**Supplied information**
--------------------

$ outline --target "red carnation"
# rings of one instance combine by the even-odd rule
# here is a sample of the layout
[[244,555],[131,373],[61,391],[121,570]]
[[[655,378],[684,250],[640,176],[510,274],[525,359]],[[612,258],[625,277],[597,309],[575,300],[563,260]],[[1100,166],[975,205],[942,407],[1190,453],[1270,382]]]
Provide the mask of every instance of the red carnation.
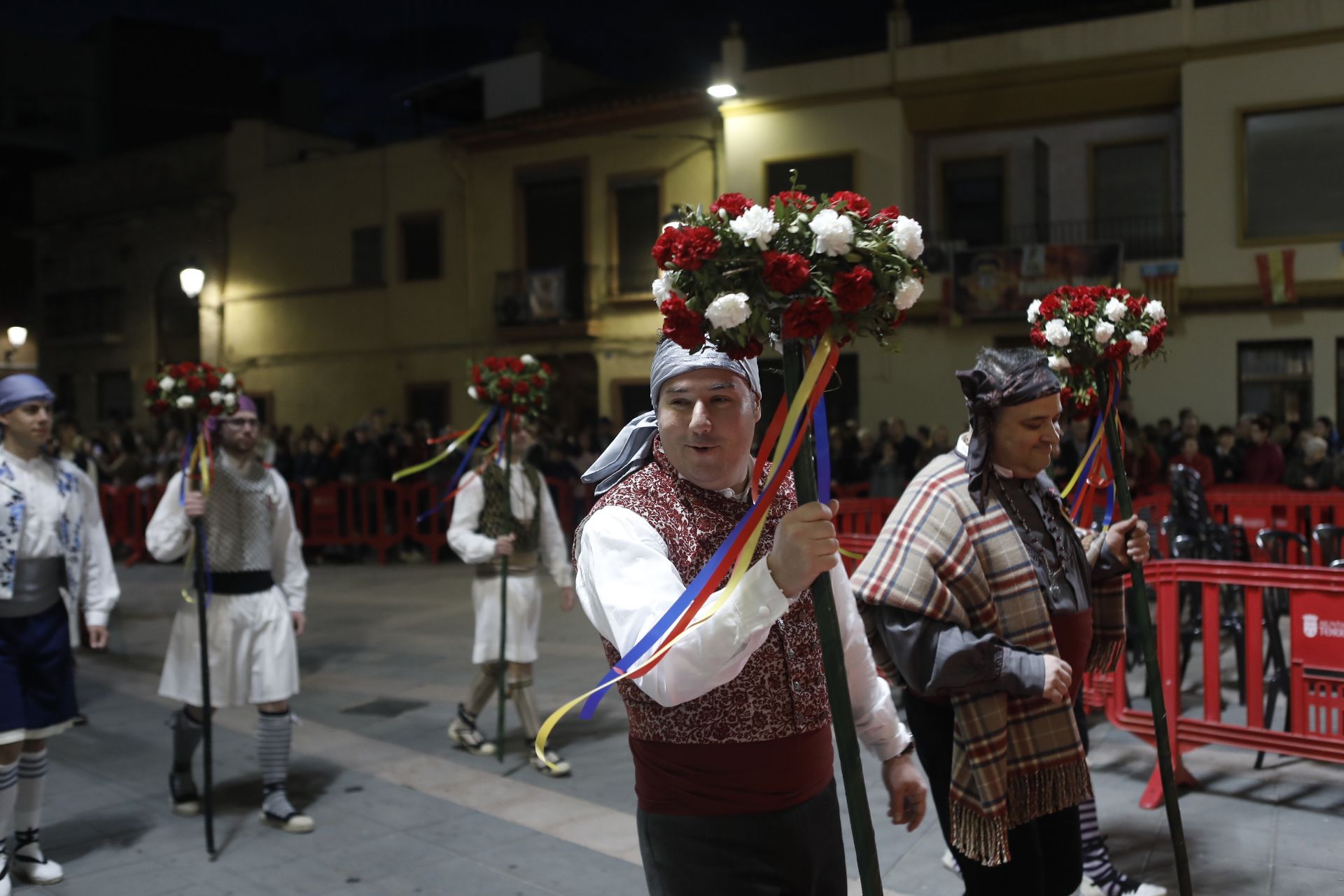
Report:
[[663,312],[663,333],[673,343],[687,351],[704,344],[703,318],[687,308],[681,297],[673,296],[665,300],[659,310]]
[[724,208],[728,212],[728,218],[737,218],[753,206],[755,206],[755,203],[742,193],[723,193],[710,206],[710,214],[718,215],[719,210]]
[[1097,302],[1086,296],[1079,296],[1074,301],[1068,302],[1068,310],[1079,317],[1090,317],[1097,312]]
[[879,211],[876,215],[872,216],[872,223],[886,224],[888,222],[894,222],[898,218],[900,218],[900,206],[887,206],[886,208],[883,208],[882,211]]
[[831,292],[841,312],[862,312],[872,302],[872,271],[855,265],[852,270],[836,274]]
[[831,326],[831,306],[821,296],[800,298],[784,309],[784,339],[814,339]]
[[872,211],[872,203],[849,189],[841,189],[831,197],[832,208],[837,208],[840,203],[845,204],[844,211],[852,211],[860,218],[867,218],[868,212]]
[[802,255],[777,253],[773,249],[767,249],[761,253],[761,258],[765,259],[765,270],[761,273],[761,279],[777,293],[788,296],[797,293],[808,285],[808,277],[812,275],[812,265]]
[[735,361],[747,361],[751,360],[753,357],[757,357],[763,351],[765,347],[753,339],[747,340],[746,345],[730,345],[726,349],[723,349],[723,353]]
[[784,206],[793,206],[798,211],[812,211],[817,207],[817,200],[800,189],[786,189],[770,196],[770,208],[775,212]]
[[1167,339],[1167,321],[1163,321],[1153,329],[1148,330],[1148,349],[1144,355],[1152,355],[1163,347],[1163,340]]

--------------------

**Task brief**
Put every line of the records above into a numbered list, skipping blank lines and leaving out the pictures.

**Response to this task**
1. $ outline --target "red carnation"
2. # rings of one instance combine by the even-odd rule
3. # here is a sample of the layout
4. [[244,555],[131,373],[61,391],[121,570]]
5. [[[655,378],[684,250],[640,176],[510,274],[525,359]],[[612,258],[625,277],[597,309],[575,300],[563,260]],[[1100,166],[975,205],[942,407],[1190,453],[1270,382]]]
6. Provide the mask of every instance of the red carnation.
7. Report:
8. [[663,312],[663,333],[673,343],[687,351],[704,344],[703,318],[687,308],[681,297],[673,296],[665,300],[659,310]]
9. [[724,208],[728,212],[728,218],[737,218],[753,206],[755,206],[755,203],[742,193],[723,193],[710,206],[710,214],[718,215],[719,210]]
10. [[1097,302],[1086,296],[1079,296],[1074,301],[1068,302],[1068,310],[1079,317],[1090,317],[1097,312]]
11. [[879,211],[876,215],[872,216],[872,223],[886,224],[888,222],[894,222],[898,218],[900,218],[900,206],[887,206],[886,208],[883,208],[882,211]]
12. [[831,292],[841,312],[862,312],[872,302],[872,271],[855,265],[852,270],[836,274]]
13. [[831,326],[831,306],[821,296],[800,298],[784,309],[784,339],[814,339]]
14. [[872,211],[872,203],[849,189],[841,189],[831,197],[832,208],[837,208],[840,203],[845,204],[844,211],[852,211],[860,218],[867,218],[868,212]]
15. [[802,255],[777,253],[773,249],[767,249],[761,253],[761,258],[765,259],[765,270],[761,273],[761,279],[777,293],[788,296],[797,293],[808,285],[808,277],[812,275],[812,265]]
16. [[735,361],[747,361],[751,360],[753,357],[757,357],[763,351],[765,347],[753,339],[747,340],[746,345],[730,345],[726,349],[723,349],[723,353]]
17. [[784,206],[793,206],[798,211],[812,211],[817,207],[817,200],[800,189],[786,189],[770,196],[770,208],[775,212]]
18. [[1167,339],[1167,321],[1163,321],[1153,329],[1148,330],[1148,349],[1144,355],[1152,355],[1163,347],[1163,340]]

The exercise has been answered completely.